- Work required: The records that follow should be retyped word for word.

- Supplied information:
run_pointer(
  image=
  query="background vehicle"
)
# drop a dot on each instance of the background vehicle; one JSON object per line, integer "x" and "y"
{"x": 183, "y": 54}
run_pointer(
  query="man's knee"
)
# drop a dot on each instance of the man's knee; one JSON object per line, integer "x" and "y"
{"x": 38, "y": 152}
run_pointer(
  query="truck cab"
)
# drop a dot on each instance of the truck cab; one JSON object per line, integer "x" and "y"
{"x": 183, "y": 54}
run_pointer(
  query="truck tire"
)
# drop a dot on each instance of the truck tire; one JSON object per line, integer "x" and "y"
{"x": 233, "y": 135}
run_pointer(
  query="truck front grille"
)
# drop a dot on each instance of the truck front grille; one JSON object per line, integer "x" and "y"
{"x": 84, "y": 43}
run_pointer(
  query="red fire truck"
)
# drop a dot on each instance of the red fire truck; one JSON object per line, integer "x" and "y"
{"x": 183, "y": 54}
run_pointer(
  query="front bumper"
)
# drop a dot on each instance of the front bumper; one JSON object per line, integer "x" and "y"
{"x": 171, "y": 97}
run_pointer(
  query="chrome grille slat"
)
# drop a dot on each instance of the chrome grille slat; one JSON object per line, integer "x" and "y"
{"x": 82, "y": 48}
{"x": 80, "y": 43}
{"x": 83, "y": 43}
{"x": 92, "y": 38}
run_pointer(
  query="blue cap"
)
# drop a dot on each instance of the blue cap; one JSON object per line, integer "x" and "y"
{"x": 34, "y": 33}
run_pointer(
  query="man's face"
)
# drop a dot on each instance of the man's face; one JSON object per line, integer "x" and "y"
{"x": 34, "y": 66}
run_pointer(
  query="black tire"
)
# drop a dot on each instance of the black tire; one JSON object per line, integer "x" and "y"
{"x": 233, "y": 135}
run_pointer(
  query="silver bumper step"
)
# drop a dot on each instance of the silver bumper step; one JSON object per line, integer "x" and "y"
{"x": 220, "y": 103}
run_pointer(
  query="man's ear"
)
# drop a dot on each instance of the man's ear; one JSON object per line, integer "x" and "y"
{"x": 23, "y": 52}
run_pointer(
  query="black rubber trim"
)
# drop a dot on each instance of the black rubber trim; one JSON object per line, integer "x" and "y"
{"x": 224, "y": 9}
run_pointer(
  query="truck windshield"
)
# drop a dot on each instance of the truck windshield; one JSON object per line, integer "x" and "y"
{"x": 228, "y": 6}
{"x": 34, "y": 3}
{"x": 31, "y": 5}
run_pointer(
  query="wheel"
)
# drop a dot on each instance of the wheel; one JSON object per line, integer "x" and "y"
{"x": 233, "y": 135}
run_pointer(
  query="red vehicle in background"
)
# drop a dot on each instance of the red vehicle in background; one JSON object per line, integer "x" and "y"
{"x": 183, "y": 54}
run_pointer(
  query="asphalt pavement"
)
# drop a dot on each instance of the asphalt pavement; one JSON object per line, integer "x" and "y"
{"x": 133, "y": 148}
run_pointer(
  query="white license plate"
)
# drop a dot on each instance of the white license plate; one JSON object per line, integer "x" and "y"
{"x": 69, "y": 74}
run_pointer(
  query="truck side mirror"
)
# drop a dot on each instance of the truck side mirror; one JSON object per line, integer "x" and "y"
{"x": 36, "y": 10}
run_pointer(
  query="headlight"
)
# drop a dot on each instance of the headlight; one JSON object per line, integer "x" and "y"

- Exercise result:
run_pointer(
  image=
  query="background vehicle"
)
# drop a dot on each instance of the background vehicle; one JSON object per line, integer "x" and "y"
{"x": 183, "y": 54}
run_pointer(
  query="man's knee"
)
# drop a dot on each instance of the man's knee; one JSON object per line, integer "x" and "y"
{"x": 38, "y": 152}
run_pointer(
  query="truck cab"
)
# drop a dot on each instance of the truck cab; one JSON object per line, integer "x" and "y"
{"x": 183, "y": 54}
run_pointer(
  query="truck tire"
)
# drop a dot on each instance of the truck tire; one JSON object per line, integer "x" and "y"
{"x": 233, "y": 135}
run_pointer(
  query="truck front grille"
)
# drop a dot on each instance of the truck front grille; one JSON object per line, integer "x" and "y"
{"x": 84, "y": 43}
run_pointer(
  query="red fire truck"
)
# drop a dot on each instance of the red fire truck; one JSON object per line, integer "x" and "y"
{"x": 183, "y": 54}
run_pointer(
  query="front bumper"
)
# drop a dot on each instance of the front bumper; one JSON object per line, integer "x" and "y"
{"x": 171, "y": 97}
run_pointer(
  query="chrome grille slat"
)
# drop a dot on each instance of the chrome grille slat; one JSON object per line, integer "x" and "y"
{"x": 82, "y": 48}
{"x": 80, "y": 43}
{"x": 83, "y": 43}
{"x": 92, "y": 38}
run_pointer(
  query="blue cap"
)
# drop a dot on each instance of the blue cap; one JSON object per line, integer "x" and "y"
{"x": 34, "y": 33}
run_pointer(
  query="man's face"
)
# drop a dot on each instance of the man's face; one JSON object per line, integer "x" and "y"
{"x": 34, "y": 66}
run_pointer(
  query="black tire"
)
# drop a dot on each instance of the black tire; one JSON object per line, integer "x" and "y"
{"x": 233, "y": 135}
run_pointer(
  query="silver bumper step"
)
# drop a dot on each instance of the silver bumper step; one JSON object per line, integer "x" and "y"
{"x": 220, "y": 103}
run_pointer(
  query="man's ear"
)
# drop a dot on each instance of the man's ear; one JSON object per line, integer "x" and "y"
{"x": 23, "y": 52}
run_pointer(
  query="black rubber trim"
)
# drop a dot on each instance of the black rubber trim; one JSON object per line, integer "x" and "y"
{"x": 224, "y": 9}
run_pointer(
  query="truck windshield"
)
# drop a dot on each instance of the truck windshield; one JSON object per line, integer "x" and "y"
{"x": 228, "y": 6}
{"x": 34, "y": 3}
{"x": 31, "y": 5}
run_pointer(
  query="wheel"
)
# drop a dot on each instance of the wheel; one JSON object per line, integer "x" and "y"
{"x": 233, "y": 135}
run_pointer(
  query="red vehicle in background"
)
# drop a dot on each instance of the red vehicle in background; one JSON object per line, integer "x" and "y"
{"x": 183, "y": 54}
run_pointer(
  query="asphalt pavement"
)
# drop a dot on each instance of the asphalt pavement; one JSON object per line, integer "x" and "y"
{"x": 133, "y": 148}
run_pointer(
  query="white license plate"
)
# drop a dot on each instance of the white license plate; one JSON object per line, integer "x" and "y"
{"x": 69, "y": 74}
run_pointer(
  query="truck side mirror"
)
# drop a dot on each instance of the truck side mirror; one JSON object per line, integer "x" and "y"
{"x": 36, "y": 10}
run_pointer(
  query="headlight"
)
# drop a dot on each instance of the headlight; one JSON object per line, integer "x" and "y"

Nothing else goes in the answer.